** Start Stored rows **
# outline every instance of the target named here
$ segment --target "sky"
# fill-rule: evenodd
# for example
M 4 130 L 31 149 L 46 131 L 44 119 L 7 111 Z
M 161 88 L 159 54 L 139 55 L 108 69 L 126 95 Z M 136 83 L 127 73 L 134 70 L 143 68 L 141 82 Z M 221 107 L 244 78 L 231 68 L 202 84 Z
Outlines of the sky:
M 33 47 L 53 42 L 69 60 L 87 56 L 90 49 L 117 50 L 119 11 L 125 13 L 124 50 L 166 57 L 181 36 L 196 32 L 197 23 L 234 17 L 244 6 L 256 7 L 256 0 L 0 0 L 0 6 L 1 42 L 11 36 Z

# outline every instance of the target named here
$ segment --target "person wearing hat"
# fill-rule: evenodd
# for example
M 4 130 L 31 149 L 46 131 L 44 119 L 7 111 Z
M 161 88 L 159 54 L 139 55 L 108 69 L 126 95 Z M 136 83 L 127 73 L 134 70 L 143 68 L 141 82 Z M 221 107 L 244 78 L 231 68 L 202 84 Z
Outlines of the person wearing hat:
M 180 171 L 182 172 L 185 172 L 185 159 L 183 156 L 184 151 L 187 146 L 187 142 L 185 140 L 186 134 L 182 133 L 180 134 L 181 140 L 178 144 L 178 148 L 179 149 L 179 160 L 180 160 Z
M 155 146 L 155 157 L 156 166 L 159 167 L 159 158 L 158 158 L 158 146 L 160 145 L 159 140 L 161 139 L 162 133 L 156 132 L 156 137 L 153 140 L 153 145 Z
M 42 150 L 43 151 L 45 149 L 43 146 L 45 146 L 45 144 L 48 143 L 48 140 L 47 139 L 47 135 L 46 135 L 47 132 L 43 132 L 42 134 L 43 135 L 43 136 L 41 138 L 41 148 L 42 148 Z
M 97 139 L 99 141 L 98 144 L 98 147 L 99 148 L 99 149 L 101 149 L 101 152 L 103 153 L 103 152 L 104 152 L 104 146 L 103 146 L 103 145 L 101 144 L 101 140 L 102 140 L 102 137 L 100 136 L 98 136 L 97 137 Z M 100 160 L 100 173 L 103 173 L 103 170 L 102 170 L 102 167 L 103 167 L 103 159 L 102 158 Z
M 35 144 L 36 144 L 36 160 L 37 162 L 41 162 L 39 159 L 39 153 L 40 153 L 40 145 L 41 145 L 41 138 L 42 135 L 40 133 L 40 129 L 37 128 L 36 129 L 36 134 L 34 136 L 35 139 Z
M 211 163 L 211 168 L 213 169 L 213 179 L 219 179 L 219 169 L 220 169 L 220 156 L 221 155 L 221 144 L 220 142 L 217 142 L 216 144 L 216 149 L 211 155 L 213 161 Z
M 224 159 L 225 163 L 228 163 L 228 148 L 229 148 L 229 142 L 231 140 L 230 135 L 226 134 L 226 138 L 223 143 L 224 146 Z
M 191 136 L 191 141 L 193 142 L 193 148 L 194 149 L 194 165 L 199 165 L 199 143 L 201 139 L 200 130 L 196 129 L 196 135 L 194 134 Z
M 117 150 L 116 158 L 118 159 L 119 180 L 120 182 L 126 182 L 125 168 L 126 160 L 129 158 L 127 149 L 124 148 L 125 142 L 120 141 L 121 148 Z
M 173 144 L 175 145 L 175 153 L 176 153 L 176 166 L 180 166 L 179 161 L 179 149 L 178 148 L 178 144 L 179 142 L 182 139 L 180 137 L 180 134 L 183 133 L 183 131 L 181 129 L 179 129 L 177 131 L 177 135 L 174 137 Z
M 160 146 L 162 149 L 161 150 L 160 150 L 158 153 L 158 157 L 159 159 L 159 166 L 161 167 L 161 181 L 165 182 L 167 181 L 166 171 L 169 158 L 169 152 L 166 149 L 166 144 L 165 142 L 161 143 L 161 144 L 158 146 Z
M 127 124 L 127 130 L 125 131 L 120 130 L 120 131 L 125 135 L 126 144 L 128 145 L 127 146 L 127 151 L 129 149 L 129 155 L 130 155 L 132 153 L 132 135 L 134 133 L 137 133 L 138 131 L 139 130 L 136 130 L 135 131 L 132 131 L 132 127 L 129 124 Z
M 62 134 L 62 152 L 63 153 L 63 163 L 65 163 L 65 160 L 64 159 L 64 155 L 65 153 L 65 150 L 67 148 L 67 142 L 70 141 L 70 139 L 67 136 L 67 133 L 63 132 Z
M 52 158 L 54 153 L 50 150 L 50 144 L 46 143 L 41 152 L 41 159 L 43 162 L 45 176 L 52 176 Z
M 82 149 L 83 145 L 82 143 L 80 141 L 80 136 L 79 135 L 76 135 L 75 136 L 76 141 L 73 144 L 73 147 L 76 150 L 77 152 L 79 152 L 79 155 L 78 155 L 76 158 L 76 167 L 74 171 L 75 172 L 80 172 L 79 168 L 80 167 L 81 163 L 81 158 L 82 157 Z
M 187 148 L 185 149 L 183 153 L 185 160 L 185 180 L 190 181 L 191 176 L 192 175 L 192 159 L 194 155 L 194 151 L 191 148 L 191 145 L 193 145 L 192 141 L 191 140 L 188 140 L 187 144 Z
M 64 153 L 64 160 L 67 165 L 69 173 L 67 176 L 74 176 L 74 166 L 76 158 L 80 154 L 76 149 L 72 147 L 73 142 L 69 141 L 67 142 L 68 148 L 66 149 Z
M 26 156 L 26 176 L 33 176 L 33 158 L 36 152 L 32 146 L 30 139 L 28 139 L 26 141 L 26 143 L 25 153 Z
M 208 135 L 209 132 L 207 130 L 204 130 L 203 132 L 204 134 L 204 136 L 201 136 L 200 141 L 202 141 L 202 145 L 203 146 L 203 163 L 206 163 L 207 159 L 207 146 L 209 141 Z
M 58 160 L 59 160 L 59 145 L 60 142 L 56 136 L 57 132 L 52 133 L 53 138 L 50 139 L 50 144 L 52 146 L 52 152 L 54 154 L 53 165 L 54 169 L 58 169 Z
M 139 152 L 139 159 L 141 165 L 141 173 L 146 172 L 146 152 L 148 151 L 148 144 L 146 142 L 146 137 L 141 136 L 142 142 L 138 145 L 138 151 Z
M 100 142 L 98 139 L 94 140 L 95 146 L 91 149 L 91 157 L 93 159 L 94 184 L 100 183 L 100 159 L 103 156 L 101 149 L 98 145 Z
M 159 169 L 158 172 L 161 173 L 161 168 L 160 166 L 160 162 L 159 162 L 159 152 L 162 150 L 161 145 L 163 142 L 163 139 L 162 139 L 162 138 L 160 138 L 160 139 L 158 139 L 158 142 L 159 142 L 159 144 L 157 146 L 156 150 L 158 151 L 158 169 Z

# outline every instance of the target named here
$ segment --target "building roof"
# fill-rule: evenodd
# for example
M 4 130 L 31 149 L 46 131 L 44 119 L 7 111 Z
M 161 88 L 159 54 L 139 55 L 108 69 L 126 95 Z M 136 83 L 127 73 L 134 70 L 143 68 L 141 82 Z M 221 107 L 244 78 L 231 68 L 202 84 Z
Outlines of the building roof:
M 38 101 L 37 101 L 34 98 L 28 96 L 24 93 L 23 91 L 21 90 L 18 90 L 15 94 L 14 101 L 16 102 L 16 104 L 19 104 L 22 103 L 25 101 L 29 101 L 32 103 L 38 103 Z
** End Stored rows **
● What you will do
Arrange every line of the records above as a numbered list, leaving out any blank lines.

● Full output
1. # outline every instance of the target named here
2. $ segment --target "sky"
3. # fill-rule: evenodd
4. # for example
5. M 4 130 L 31 149 L 46 131 L 44 119 L 7 111 Z
6. M 161 88 L 159 54 L 139 55 L 108 69 L 126 95 Z M 136 83 L 127 73 L 134 70 L 143 68 L 141 82 Z M 221 107 L 244 78 L 231 68 L 202 84 Z
7. Outlines of the sky:
8. M 33 47 L 53 42 L 69 60 L 87 56 L 90 49 L 117 50 L 119 11 L 125 13 L 124 50 L 166 57 L 181 36 L 196 32 L 197 23 L 234 17 L 244 6 L 256 7 L 256 0 L 0 0 L 0 6 L 1 42 L 11 36 Z
9. # outline every instance of the target named here
10. $ segment --target "person wearing hat"
11. # fill-rule: evenodd
12. # for example
13. M 4 130 L 31 149 L 46 131 L 44 119 L 7 111 Z
14. M 161 88 L 159 54 L 139 55 L 108 69 L 126 95 Z M 136 83 L 127 73 L 134 70 L 143 68 L 141 82 Z M 221 107 L 244 78 L 231 68 L 202 84 Z
15. Outlines of the person wearing hat:
16. M 180 171 L 182 172 L 185 172 L 185 159 L 183 156 L 184 151 L 187 146 L 187 142 L 185 140 L 186 134 L 182 133 L 180 134 L 181 140 L 178 144 L 178 148 L 179 149 L 179 160 L 180 160 Z
17. M 155 146 L 155 157 L 156 166 L 159 167 L 159 158 L 158 158 L 158 146 L 160 145 L 159 140 L 161 139 L 162 133 L 156 132 L 156 137 L 153 140 L 153 145 Z
18. M 42 150 L 43 151 L 45 149 L 43 146 L 45 146 L 45 144 L 48 143 L 48 140 L 47 139 L 47 135 L 46 135 L 47 132 L 43 132 L 42 134 L 43 135 L 43 136 L 41 138 L 41 148 L 42 148 Z
19. M 97 139 L 99 141 L 98 144 L 98 147 L 99 148 L 99 149 L 101 149 L 101 152 L 103 153 L 103 152 L 104 152 L 104 146 L 103 146 L 103 145 L 101 144 L 101 140 L 102 140 L 102 137 L 100 136 L 98 136 L 97 137 Z M 100 160 L 100 173 L 103 173 L 103 170 L 102 170 L 102 167 L 103 167 L 103 159 L 102 158 Z
20. M 35 144 L 36 144 L 36 160 L 37 162 L 41 162 L 39 159 L 39 153 L 40 153 L 40 145 L 41 145 L 41 138 L 42 135 L 40 133 L 40 129 L 37 128 L 36 129 L 36 134 L 34 136 L 35 139 Z
21. M 211 163 L 211 168 L 213 169 L 213 179 L 219 179 L 219 169 L 220 169 L 220 156 L 221 155 L 221 144 L 220 142 L 217 142 L 216 144 L 216 149 L 211 155 L 213 161 Z
22. M 224 159 L 225 163 L 228 163 L 228 148 L 229 148 L 229 142 L 231 140 L 230 135 L 226 134 L 226 138 L 223 143 L 224 146 Z
23. M 191 136 L 191 141 L 193 142 L 193 148 L 194 149 L 194 165 L 199 165 L 199 143 L 201 139 L 200 130 L 196 129 L 196 135 L 194 134 Z
24. M 117 150 L 116 158 L 118 159 L 119 180 L 120 182 L 126 182 L 125 168 L 126 160 L 129 158 L 127 149 L 124 148 L 125 142 L 120 141 L 121 148 Z
25. M 173 144 L 175 145 L 175 153 L 176 153 L 176 166 L 180 166 L 179 161 L 179 149 L 178 148 L 178 144 L 179 142 L 182 139 L 180 137 L 180 134 L 183 133 L 183 131 L 181 129 L 179 129 L 177 131 L 177 135 L 174 137 Z
26. M 160 146 L 162 149 L 161 150 L 160 150 L 158 153 L 158 157 L 159 159 L 159 166 L 161 167 L 161 181 L 165 182 L 167 181 L 166 171 L 169 158 L 169 152 L 166 149 L 166 144 L 165 142 L 161 143 L 161 144 L 158 146 Z
27. M 127 124 L 127 130 L 125 131 L 120 130 L 120 131 L 125 135 L 126 144 L 128 145 L 127 146 L 127 151 L 129 149 L 129 155 L 130 155 L 132 153 L 132 135 L 134 133 L 137 133 L 138 131 L 139 130 L 136 130 L 135 131 L 132 131 L 132 127 L 129 124 Z
28. M 62 134 L 62 152 L 63 153 L 63 163 L 65 163 L 65 160 L 64 159 L 64 155 L 65 153 L 65 150 L 67 148 L 67 142 L 70 141 L 70 139 L 67 136 L 67 133 L 63 132 Z
29. M 52 158 L 54 153 L 50 150 L 50 144 L 46 143 L 41 152 L 41 159 L 43 162 L 45 176 L 52 176 Z
30. M 82 149 L 83 145 L 82 143 L 80 141 L 80 136 L 79 135 L 76 135 L 75 136 L 76 141 L 73 144 L 73 147 L 76 150 L 77 152 L 79 152 L 79 155 L 78 155 L 76 158 L 76 167 L 74 171 L 75 172 L 80 172 L 79 168 L 80 167 L 81 163 L 81 158 L 82 157 Z
31. M 187 148 L 185 149 L 183 153 L 185 160 L 185 180 L 190 181 L 191 176 L 192 175 L 192 159 L 194 155 L 194 151 L 191 148 L 191 145 L 193 145 L 192 141 L 191 140 L 188 140 L 187 144 Z
32. M 64 153 L 64 160 L 67 165 L 69 173 L 67 176 L 74 176 L 74 166 L 76 158 L 80 154 L 76 149 L 72 147 L 73 142 L 69 141 L 67 142 L 68 148 L 66 149 Z
33. M 26 156 L 26 176 L 33 176 L 33 158 L 36 152 L 32 146 L 30 139 L 28 139 L 26 141 L 26 143 L 25 153 Z
34. M 208 135 L 209 132 L 207 130 L 204 130 L 203 132 L 204 134 L 204 136 L 201 136 L 200 141 L 202 141 L 202 145 L 203 146 L 203 163 L 206 163 L 207 159 L 207 146 L 209 141 Z
35. M 58 160 L 59 160 L 59 145 L 60 142 L 56 136 L 57 132 L 52 133 L 53 138 L 50 139 L 50 144 L 52 146 L 52 152 L 54 154 L 53 165 L 54 169 L 58 169 Z
36. M 139 152 L 139 159 L 141 165 L 141 173 L 146 172 L 146 152 L 148 151 L 148 144 L 146 142 L 146 137 L 141 136 L 142 142 L 138 145 L 138 151 Z
37. M 100 142 L 98 139 L 94 140 L 95 146 L 91 149 L 91 157 L 93 159 L 94 184 L 100 183 L 100 159 L 103 156 L 101 149 L 98 145 Z
38. M 159 169 L 158 172 L 161 173 L 161 168 L 160 166 L 160 162 L 159 162 L 159 152 L 162 150 L 161 145 L 163 142 L 163 139 L 162 139 L 162 138 L 160 138 L 160 139 L 158 139 L 158 142 L 159 142 L 159 144 L 157 146 L 156 150 L 158 151 L 158 169 Z
39. # outline every instance of the target named here
40. $ segment --target "building roof"
41. # fill-rule: evenodd
42. # for example
43. M 4 130 L 31 149 L 46 131 L 44 119 L 7 111 Z
44. M 161 88 L 159 54 L 139 55 L 108 69 L 126 95 Z M 136 83 L 127 73 L 134 70 L 143 68 L 141 82 Z M 221 107 L 244 78 L 231 68 L 202 84 Z
45. Outlines of the building roof:
46. M 38 101 L 37 101 L 34 98 L 28 96 L 24 93 L 23 91 L 21 90 L 18 90 L 15 94 L 14 101 L 16 102 L 16 104 L 19 104 L 22 103 L 25 101 L 29 101 L 32 103 L 38 103 Z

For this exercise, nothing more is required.